───── Data in this exercise ─────
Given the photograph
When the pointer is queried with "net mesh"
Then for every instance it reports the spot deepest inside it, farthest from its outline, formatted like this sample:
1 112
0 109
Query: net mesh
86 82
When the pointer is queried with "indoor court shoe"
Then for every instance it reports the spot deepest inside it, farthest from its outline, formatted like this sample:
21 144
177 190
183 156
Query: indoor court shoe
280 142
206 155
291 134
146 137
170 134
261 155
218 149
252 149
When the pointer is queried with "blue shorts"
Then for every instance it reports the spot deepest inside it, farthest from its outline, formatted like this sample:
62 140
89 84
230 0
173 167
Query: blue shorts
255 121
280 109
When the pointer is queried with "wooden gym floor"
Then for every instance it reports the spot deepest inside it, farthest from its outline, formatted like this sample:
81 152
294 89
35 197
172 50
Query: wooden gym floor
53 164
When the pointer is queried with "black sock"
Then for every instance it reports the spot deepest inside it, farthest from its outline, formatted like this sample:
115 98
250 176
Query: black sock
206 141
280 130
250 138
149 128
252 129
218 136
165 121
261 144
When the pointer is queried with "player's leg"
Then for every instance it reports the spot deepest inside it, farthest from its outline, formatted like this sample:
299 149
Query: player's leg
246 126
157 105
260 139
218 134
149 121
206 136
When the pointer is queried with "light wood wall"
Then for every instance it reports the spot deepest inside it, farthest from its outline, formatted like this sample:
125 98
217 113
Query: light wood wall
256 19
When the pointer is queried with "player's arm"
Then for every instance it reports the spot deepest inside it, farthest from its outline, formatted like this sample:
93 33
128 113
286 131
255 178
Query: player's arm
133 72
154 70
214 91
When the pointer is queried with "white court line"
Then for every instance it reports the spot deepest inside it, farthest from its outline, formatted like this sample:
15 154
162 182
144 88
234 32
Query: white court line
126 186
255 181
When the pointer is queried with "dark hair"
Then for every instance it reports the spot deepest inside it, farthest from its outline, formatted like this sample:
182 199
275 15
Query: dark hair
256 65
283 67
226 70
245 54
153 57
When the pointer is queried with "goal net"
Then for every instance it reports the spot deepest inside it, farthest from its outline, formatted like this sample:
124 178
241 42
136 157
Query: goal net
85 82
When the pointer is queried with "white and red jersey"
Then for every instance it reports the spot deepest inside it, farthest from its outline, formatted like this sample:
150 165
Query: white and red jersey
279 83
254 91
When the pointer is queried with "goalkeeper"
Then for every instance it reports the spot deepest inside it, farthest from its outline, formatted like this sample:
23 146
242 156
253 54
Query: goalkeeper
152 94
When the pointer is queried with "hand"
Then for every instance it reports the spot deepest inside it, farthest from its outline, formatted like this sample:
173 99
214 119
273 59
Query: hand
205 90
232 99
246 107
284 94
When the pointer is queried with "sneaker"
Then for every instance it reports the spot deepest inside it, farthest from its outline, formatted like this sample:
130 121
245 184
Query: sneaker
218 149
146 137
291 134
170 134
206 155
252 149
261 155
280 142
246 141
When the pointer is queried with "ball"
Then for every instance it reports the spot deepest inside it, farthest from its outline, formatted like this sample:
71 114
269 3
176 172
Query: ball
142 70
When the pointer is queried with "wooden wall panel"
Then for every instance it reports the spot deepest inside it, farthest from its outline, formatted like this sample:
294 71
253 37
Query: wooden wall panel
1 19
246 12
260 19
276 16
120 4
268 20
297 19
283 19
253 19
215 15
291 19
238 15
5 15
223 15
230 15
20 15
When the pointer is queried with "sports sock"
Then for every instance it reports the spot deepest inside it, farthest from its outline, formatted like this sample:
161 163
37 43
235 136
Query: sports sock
─────
For this exercise, repeat the data above exactly.

Solution for this problem =>
Given the photograph
When the pointer is queried with "net mesh"
Then for every instance it reports the spot deepest inside it, farthest from its outline, formatted like this sample:
1 112
0 109
Query: net mesh
86 82
When the pointer is queried with "indoor court shoe"
Then for every instance it reports the spot deepest inside it, farthest from its outline, formatted like this sample:
21 144
177 190
183 156
Query: indoor court shoe
280 142
206 155
291 134
146 137
170 134
261 155
218 149
252 149
When the pointer is queried with "blue shorts"
Then for every instance it reports the spot deepest inside it, farthest from its outline, formatted like this sample:
62 140
89 84
230 0
173 167
Query: blue shorts
255 121
280 109
When the pointer is queried with "wooden gym floor"
Then for every instance it reports the spot deepest inside it, farthest from its outline, formatted like this sample:
81 152
294 89
35 197
172 50
Query: wooden gym floor
53 164
When the pointer is queried with "black sock"
Then for every instance it reports the spot deepest inside it, farthest from its outline, formatted like this sample:
115 98
250 176
Query: black sock
206 141
280 130
250 138
149 128
252 129
218 136
165 121
261 144
When the pointer is queried with "player's leg"
Then for every instance it reports the spot deepest inside it, farthest from its outline, formatted like this sample:
299 149
Query: player's leg
246 126
157 105
260 139
218 134
149 121
206 136
When the pointer is queried with "light wood wall"
Then for every instance it reports the spot deepest inside it, farthest from its outline, formatted like this sample:
125 98
217 113
Query: light wood wall
256 19
When the pointer is queried with "player's arm"
Then for every instance it reports the spot deepest inside it, farthest from its outline, formatted like this sample:
93 33
128 113
286 131
255 178
Query: player's arm
133 72
154 70
214 91
When the pointer is queried with "white court line"
Then for every instance it reports the spot deepest inside it, farthest from its outline, formatted like this sample:
15 154
162 182
144 88
234 32
Query: white court line
126 186
255 181
When the pointer is queried with "dark hair"
Then for every instance it reports the spot deepest inside it, farthest from its outline, formatted like this sample:
182 199
275 15
Query: dark hair
256 65
283 67
226 70
245 54
153 57
When the pointer is queried with "goal net"
Then for every instance it reports the spot deepest inside it, farthest from its outline, formatted like this sample:
124 178
241 42
136 157
Query: goal net
85 82
When the pointer is queried with "white and red jersey"
Then for every instance it reports the spot deepest inside it, farthest from its outline, formatted like this sample:
150 165
Query: white and red jersey
279 83
254 91
When the pointer is queried with "goalkeeper"
Then for every instance it reports the spot deepest inside it, farthest from its outline, formatted like this sample:
23 146
242 156
253 54
Query: goalkeeper
152 94
When the pointer is queried with "hand"
Then for every instance it reports the spot deepest inside it, farthest from its outline, formatted like this sample:
173 99
214 119
273 59
Query: hand
205 90
232 99
246 107
284 94
When the pointer is queried with "sneaker"
Then for every instance it reports the spot deepest inside it, farthest from its outline, formatted like this sample:
130 121
245 184
Query: sneaker
218 149
146 137
291 134
170 134
206 155
252 149
261 155
280 142
246 141
When the pointer is queried with "ball"
Then for every instance it reports the spot deepest inside it, farthest from its outline, formatted like this sample:
71 114
269 3
176 172
Query: ball
142 70
When the pointer is queried with "wooden wall panel"
Then for every instance it reports the spot deepest inside it, farthest from its outline, formatted like this sample:
294 71
253 37
Query: wooden wall panel
1 19
246 12
260 19
276 16
120 4
268 20
297 19
283 19
253 19
215 15
291 19
238 15
5 15
223 15
230 15
20 15
When the pointer is queried with "sports sock"
Then for every instance it reports the spot deepest inside it, farthest from its outline, formatted like this sample:
161 163
37 43
235 136
Query: sports sock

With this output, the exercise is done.